╭─ READING PASSAGE

Specify Segment Width and Dimension Order page: For the Units Cube, specify the dimensions like this.
TIME 85 <CUSTOMER PRODUCT CHANNEL> 1000000
Save the new analytic workspace.
Open the GLOBALX
analytic workspace in OLAP Worksheet, and make the following modifications:
Delete and redefine UNIT_COST_VARIABLE
and UNIT_PRICE_VARIABLE
so they are dimensioned by <TIME PRODUCT>
.
These 80% dense, two-dimensional measures will perform better without a composite. Refer to "Examining Sparsity Characteristics for GLOBAL" for a discussion of composite definitions. Follow the instructions in "Manually Changing Object Definitions".
Delete PRICE_CUBE_COMPOSITE
.
Set the segment size on either one of the variables with a command like this:
CHGDFN unit_price_variable SEGWIDTH 85 50
These settings reserve contiguous disk space for 85 time periods and 50 products. A single command changes the segment size on all measures in the same cube.

╰─

PROBLEM SET:
**1.** In the OLAP workspace passage, how many time periods and how many products does the SEGWIDTH command reserve contiguous disk space for?
**2.** Pull out every line of the entries below that contains the word "mask".

╭─ RECORDS TO USE

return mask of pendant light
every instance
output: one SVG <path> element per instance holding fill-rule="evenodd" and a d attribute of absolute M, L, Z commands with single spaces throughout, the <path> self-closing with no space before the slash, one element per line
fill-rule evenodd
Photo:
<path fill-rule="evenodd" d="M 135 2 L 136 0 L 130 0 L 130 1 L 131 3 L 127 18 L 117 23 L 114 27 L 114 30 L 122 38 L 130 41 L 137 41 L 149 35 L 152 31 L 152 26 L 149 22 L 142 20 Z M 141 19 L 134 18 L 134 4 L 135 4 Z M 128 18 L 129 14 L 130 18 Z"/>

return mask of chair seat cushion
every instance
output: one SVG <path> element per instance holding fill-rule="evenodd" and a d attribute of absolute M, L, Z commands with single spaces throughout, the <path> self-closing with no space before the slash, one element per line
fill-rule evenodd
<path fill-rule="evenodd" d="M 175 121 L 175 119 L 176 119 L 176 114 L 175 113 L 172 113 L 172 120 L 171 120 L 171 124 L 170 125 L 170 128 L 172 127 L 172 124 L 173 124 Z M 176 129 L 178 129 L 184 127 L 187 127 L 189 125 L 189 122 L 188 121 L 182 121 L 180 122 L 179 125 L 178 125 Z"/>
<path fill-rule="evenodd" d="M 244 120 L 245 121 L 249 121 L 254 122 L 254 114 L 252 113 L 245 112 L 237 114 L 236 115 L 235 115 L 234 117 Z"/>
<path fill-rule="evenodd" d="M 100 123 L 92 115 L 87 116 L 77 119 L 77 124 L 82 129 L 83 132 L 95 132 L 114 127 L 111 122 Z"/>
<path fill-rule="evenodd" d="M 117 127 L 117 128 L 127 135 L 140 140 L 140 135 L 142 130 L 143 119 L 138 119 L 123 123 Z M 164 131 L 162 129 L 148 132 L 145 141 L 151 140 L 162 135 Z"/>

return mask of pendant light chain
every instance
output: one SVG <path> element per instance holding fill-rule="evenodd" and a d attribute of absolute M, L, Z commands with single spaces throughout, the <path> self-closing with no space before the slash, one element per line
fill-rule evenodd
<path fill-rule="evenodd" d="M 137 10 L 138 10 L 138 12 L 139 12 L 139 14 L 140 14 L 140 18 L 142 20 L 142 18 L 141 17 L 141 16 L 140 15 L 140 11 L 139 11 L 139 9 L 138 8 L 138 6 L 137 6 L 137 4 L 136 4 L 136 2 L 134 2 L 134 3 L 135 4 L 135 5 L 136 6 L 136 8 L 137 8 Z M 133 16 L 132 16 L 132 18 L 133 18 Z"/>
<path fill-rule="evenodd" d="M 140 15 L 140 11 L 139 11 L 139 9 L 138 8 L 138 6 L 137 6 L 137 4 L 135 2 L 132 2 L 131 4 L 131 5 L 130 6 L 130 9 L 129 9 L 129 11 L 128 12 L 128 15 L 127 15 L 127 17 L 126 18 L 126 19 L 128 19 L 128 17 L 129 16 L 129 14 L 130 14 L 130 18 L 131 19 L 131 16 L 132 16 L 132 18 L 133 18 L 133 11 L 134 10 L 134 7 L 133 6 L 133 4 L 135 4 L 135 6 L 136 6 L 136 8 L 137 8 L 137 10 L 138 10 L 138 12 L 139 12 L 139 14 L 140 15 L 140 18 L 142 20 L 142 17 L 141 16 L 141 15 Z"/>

╰─

TASK SOLUTIONS:
**1.** 85 time periods and 50 products.

**2.**
return mask of pendant light
return mask of chair seat cushion
return mask of pendant light chain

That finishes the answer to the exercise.